» Passage fourni:
Substances et territoires

« Certaines de mes habitudes sont devenues des dépendances », affirme Marwen. Par besoin de tisser des liens sur et avec le nouveau territoire, le personnage se rabat sur la boisson, créant ainsi une routine artificielle et toxique dans laquelle il s’abime. Il y a un impératif de bonheur : ne devrait-il pas être heureux d’atterrir dans un monde meilleur difficilement accessible à ses compatriotes ? Cet impératif est tellement oppressant qu’il ne pourrait survivre à l’épreuve sans culpabilité. Il a raté sa chance d’être heureux. Il ne réalisera pas le rêve d’intégration de ceux qui ne sont pas partis. En même temps, il vit la désillusion, puisqu’il se sentait déjà étranger dans son pays de provenance et qu’il croyait à ce rêve de monde meilleur où il serait intégré. La réalité migratoire est beaucoup plus complexe que les attentes du migrant.

Ce clivage du moi se traduit par le choix esthétique de l’oscillation comme mode narratif de construction de la fiction. La photographie vient se glisser entre les séquences filmées pour cultiver l’illusion  de moments de stabilité, et en même temps pour articuler l’alternance entre l’enracinement et le déracinement. Le plan photographique vient figer des moments du passé et par là même il lutte contre l’éphémère, offrant ainsi une mémoire au sujet traumatisé par la pluralité de ses exils : ses habitudes sont devenues des fixations.

Marwen pensait qu’il devait se chercher et se trouver dans le nouveau territoire ; en fin de compte, il apprivoisera sa condition d’étranger, en acceptant d’appartenir toujours à un ailleurs, territoire qui lui restera inconnu et inaccessible.

Le migrant en provenance d’un pays à culture dominante islamique voit les bars comme des espaces de prédilection pour la découverte des spécificités de la culture de son pays d’accueil. Ces lieux, qui semblaient être des portes d’entrée idéales pour apprendre sur la culture de l’autre et pour s’intégrer, se sont très vite transformés en  abîmes.

L’addiction est le territoire de celui qui n’a plus d’attaches dans l’endroit qu’il a quitté et qui, en même temps, ne réussit pas à s’enraciner dans son nouveau territoire. Faux liens avec la culture d’accueil, qui le stéréotype et qu’il stéréotype à son tour, les substances viennent remplir un vide laissé par des absents : ceux que le migrant a quittés et qu’il ne reconnaît plus quand il les retrouve, et ceux qu’il n’arrive pas encore à comprendre, malgré leur présence.

» Consignes de travail:
- 1) D'après le passage fourni, pour quelle raison Marwen se tourne-t-il vers la boisson ? Répondez en une à trois phrases.
- 2) Reformulez plus brièvement le paragraphe du passage fourni qui commence par « L'addiction est le territoire », sans perdre ses faits principaux.
- 3) Recopiez le passage fourni de « Le migrant en » à « transformés en  abîmes. ».
La liste ci-après provient d'une autre source.

» Données répertoriées:
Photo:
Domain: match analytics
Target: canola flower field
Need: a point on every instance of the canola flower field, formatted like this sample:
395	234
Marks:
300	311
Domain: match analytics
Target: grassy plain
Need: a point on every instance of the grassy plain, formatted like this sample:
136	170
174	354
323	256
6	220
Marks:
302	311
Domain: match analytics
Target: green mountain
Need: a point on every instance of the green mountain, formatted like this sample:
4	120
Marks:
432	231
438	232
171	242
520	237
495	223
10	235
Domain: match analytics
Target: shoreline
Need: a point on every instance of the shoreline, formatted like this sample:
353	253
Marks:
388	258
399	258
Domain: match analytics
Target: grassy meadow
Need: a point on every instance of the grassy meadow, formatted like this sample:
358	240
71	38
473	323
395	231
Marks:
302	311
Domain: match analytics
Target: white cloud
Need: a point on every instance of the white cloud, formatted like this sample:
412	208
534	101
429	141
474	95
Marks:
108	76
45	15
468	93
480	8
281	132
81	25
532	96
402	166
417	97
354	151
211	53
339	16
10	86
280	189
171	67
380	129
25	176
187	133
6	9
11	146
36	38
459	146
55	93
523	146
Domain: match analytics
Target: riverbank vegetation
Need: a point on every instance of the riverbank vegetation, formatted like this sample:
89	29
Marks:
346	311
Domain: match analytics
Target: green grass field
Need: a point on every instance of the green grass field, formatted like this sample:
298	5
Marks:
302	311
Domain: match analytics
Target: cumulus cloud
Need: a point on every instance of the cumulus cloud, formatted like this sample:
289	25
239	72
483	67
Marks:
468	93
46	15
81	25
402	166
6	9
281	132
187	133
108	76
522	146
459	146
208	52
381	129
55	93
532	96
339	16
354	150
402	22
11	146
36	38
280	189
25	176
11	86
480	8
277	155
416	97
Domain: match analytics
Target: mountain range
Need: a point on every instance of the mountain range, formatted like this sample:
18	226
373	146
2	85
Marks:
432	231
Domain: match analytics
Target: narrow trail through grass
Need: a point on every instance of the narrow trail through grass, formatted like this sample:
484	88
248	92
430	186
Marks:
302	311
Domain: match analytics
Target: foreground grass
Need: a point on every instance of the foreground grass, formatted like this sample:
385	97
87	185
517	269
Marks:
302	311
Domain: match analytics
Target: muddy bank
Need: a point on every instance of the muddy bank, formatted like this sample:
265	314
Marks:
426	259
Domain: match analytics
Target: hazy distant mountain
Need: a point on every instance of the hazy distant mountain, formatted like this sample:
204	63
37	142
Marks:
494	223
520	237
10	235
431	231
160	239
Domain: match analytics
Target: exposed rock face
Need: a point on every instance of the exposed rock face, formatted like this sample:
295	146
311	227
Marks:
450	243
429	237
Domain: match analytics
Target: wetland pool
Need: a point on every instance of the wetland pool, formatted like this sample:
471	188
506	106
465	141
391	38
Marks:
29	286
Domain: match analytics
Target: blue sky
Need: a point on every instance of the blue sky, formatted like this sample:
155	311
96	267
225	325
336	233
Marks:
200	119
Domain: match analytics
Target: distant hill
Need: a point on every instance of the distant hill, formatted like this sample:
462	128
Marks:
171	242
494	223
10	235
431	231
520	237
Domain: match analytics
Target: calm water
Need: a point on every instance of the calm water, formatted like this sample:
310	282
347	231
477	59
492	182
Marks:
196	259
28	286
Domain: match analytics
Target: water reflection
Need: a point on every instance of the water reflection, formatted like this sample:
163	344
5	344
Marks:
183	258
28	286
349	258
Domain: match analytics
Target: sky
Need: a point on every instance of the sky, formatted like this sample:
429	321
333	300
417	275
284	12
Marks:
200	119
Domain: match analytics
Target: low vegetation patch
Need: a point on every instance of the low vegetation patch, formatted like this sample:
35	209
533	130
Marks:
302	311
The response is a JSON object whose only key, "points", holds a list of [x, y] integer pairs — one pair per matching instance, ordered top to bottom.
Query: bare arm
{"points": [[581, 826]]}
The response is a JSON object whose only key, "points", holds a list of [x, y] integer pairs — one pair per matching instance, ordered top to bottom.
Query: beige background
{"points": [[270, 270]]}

» Réponses dans l'ordre:
- 1) Marwen se rabat sur la boisson parce qu'il a besoin de tisser des liens sur et avec le nouveau territoire. Il se crée ainsi une routine artificielle et toxique dans laquelle il s'abîme.

- 2) L'addiction est le territoire du migrant qui n'a plus d'attaches dans le lieu quitté et ne parvient pas à s'enraciner dans le nouveau. Les substances sont de faux liens avec une culture d'accueil qui le stéréotype et qu'il stéréotype en retour. Elles comblent le vide laissé par deux sortes d'absents : ceux qu'il a quittés et ne reconnaît plus en les retrouvant, et ceux qu'il ne comprend pas encore malgré leur présence.

- 3)
Le migrant en provenance d’un pays à culture dominante islamique voit les bars comme des espaces de prédilection pour la découverte des spécificités de la culture de son pays d’accueil. Ces lieux, qui semblaient être des portes d’entrée idéales pour apprendre sur la culture de l’autre et pour s’intégrer, se sont très vite transformés en  abîmes.